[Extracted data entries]
__________________________________________________

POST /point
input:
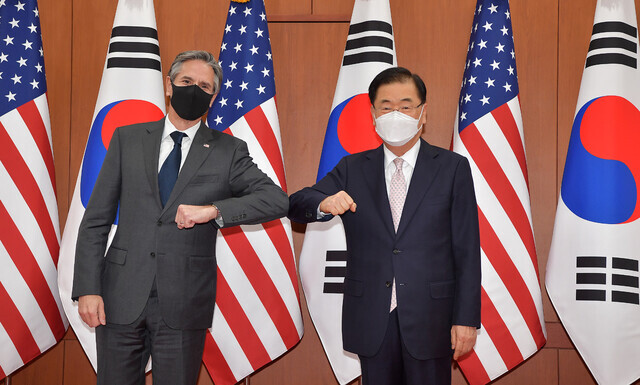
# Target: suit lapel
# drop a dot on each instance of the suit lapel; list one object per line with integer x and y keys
{"x": 423, "y": 176}
{"x": 374, "y": 175}
{"x": 151, "y": 150}
{"x": 200, "y": 149}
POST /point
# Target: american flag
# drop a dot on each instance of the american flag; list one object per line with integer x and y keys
{"x": 488, "y": 131}
{"x": 257, "y": 316}
{"x": 31, "y": 319}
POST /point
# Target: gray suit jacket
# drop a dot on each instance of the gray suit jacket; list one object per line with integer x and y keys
{"x": 148, "y": 243}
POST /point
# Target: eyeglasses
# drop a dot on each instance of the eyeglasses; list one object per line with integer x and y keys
{"x": 407, "y": 110}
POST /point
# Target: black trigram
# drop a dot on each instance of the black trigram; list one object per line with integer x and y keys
{"x": 613, "y": 42}
{"x": 134, "y": 47}
{"x": 334, "y": 272}
{"x": 594, "y": 275}
{"x": 369, "y": 41}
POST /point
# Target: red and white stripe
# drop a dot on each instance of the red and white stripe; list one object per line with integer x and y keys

__________________________________________________

WRITTEN TASK: Turn every line of the records above into a Markdown table with the columns No. and Line: number each row and skip blank lines. Leave the pictures out of the table.

RESPONSE:
| No. | Line |
|---|---|
| 1 | POST /point |
| 2 | input: |
| 3 | # Target: suit lapel |
| 4 | # drop a dot on each instance of the suit lapel; list one object per line with integer x and y keys |
| 5 | {"x": 423, "y": 176} |
| 6 | {"x": 374, "y": 175} |
| 7 | {"x": 151, "y": 150} |
| 8 | {"x": 200, "y": 149} |
| 9 | POST /point |
| 10 | # Target: american flag |
| 11 | # drop a dot on each instance of the american flag; list one object per line with integer x and y keys |
| 12 | {"x": 488, "y": 131} |
| 13 | {"x": 257, "y": 316} |
| 14 | {"x": 31, "y": 319} |
| 15 | POST /point |
| 16 | # Target: gray suit jacket |
| 17 | # drop a dot on each instance of the gray suit jacket; list one object per line with integer x and y keys |
| 18 | {"x": 148, "y": 243} |
| 19 | POST /point |
| 20 | # Target: eyeglasses |
| 21 | # drop a dot on each instance of the eyeglasses; list one object per line with integer x and y keys |
| 22 | {"x": 407, "y": 110} |
| 23 | POST /point |
| 24 | # Target: black trigram |
| 25 | # drop a dot on each instance of the black trigram; list one object per line with integer x and y keys |
| 26 | {"x": 613, "y": 42} |
| 27 | {"x": 134, "y": 47} |
| 28 | {"x": 334, "y": 272} |
| 29 | {"x": 594, "y": 275} |
| 30 | {"x": 369, "y": 41} |
| 31 | POST /point |
| 32 | # Target: red and white stripe |
| 33 | # drop a dot on each instance of the red and white stripe; list one object per line with integer x and y keys |